## TASK BRIEF
According to the text on what not to hand out for Halloween, what should someone who planned to give out those things do instead?

## PROVIDED TEXT
※

Halloween is almost upon us.  So I thought I’d take a few moments to offer a tutorial on what not to hand out this year.  Remember, you were a kid once too and you didn’t want any of this stuff either.  So if you were planning on doling out any of this stuff, do everyone a favor and just turn your porch light off.  Sure your, neighbors might mistake your lack of Halloween spirit as a sign that you’re a registered sex-offender.  But they’ll respect that more than you giving out any of this stuff.

 

 

 

 Dum Dum Pops

Dum Dum Pops

The world's smallest sucker.  How many times have you eaten a sucker only to think to yourself, “Man, this is a good sucker.  In fact, it’s so good, I wish there were less of it.”  Whoever invented the Dum Dum Pop is a true visionary.  Sure, suckers are always a choking hazard, but are they enough of a choking hazard?  Well, one man looked at the suckers of his day and said, “No!  Suckers can be a bigger a choking hazard, if only they were smaller.”  And that’s how Dum Dum Pops were born.  It’s irony on a stick.

Apples

Apples

All right!  Someone just put something in my bag that weighs a pound-and-a-half and will crush ¾ of my candy only to then tear a hole in my bag and cause me to leave a Hansel & Gretel-esque trail of candy around the neighborhood.  And, just to add insult to injury, even if I wanted to eat the apple (which I don’t) my parents wouldn’t let me because it’s so chocked full of razors that a famous logician almost named his theory Occam’s Apple.

Anything Homemade

Anything Homemade

I don’t care if you’re Martha Stewart.  People don’t want your popcorn balls.  “But these are the best because their made with love.”  Trust me, nobody wants to eat some strange old lady’s “love”.

Toothbrushes

Toothbrushes

My kids already own toothbrushes, but thanks for your condescension.  Do you walk around the gym handing out bars of soap and deodorant?  No, you don’t.   Just because those people stink doesn’t mean that all they ever do is stink.  And just because my kids eats candy doesn’t mean that that they don’t brush their teeth.

Look, we get it, you’re a dentist.  But everyone in the neighborhood already knew that, didn’t they?  Well, now they also know you’re an a-hole.  Congrats!

It’s Halloween, ok?  The whole holiday is about candy.  Getting a toothbrush on Halloween is like your wife giving you a Cordell & Cordell gift certificate for Valentine’s Day or making pork chops for Chanukah.  It destroys the “reason for the season”. 

Box Of Raisins

Box Of Raisins

Raisins look like rabbit poop, which coincidentally, most kids would prefer to a box of raisins.  These are the edible equivalent of toothbrushes.  And they’ll most likely be crushed by that apple your about to get.  Mmmmmm, squished raisins.  Yum!

Religious Pahmphlets

Religious Pamphlets

What this?  You love Jesus?  Why, no one on the block ever knew that.  For some reason we all missed your green yard sign that says “Jesus” in white lettering…and your bumper sticker that says “My boss is a non-union carpenter”…oh, and the “Michael W. Smith” shirt that you wear every day, we missed that too…so you know what, kids don’t really need your pamphlet that ends with trick-or-treaters burning in the hell fires of Gehenna. 

The worst are the Christian “comic books” that I used to get as a kid.  Look, you’re not tricking anybody.  It’s not like anyone has ever got to the end of one of those comic books and said to themselves, “Hey, that wasn’t Batman…that was Jesus.”

Candy Corn

Candy Corn

Candy corn.  Think about it.  Is there candy broccoli?  Candy lima beans?  Candy asparagus?  Who wants a candy version of a vegetable?    Click [tab:video] for the best argument against candy corn.

Honorable Mentions

Honorable Mentions

Root Beer Barrels, Circus Peanuts, anything sugar-free and Strawberry Delights (those individually-wrapped-to-look-like-a-strawberry candies that gush when you bite into them).

※

## STORED RECORDS
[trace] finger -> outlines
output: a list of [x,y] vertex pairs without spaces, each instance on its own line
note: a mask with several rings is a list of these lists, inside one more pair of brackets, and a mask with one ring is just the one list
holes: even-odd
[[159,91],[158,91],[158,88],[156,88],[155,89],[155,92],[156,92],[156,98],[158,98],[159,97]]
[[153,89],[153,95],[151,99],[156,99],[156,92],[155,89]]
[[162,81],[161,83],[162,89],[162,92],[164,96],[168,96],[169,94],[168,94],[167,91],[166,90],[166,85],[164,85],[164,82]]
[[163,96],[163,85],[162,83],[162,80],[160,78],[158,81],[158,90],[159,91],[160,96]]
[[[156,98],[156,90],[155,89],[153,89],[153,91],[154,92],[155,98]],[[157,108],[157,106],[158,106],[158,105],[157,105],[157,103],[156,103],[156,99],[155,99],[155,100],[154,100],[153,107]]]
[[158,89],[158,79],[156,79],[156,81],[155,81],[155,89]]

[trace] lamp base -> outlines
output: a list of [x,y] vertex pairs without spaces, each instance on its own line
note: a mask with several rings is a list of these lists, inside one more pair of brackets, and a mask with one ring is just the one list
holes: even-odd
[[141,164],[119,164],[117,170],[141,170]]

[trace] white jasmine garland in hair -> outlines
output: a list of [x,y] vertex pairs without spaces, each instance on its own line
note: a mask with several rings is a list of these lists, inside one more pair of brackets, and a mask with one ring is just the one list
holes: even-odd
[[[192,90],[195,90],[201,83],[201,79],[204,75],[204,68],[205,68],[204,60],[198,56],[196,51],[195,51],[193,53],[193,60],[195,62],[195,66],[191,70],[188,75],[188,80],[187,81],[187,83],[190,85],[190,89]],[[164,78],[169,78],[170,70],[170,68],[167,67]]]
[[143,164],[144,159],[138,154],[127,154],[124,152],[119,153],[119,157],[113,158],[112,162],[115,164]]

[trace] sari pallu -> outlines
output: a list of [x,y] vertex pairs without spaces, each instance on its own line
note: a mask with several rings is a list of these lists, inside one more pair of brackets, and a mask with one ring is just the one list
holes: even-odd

※

## SOLUTION TO THE EXERCISE
Turn their porch light off.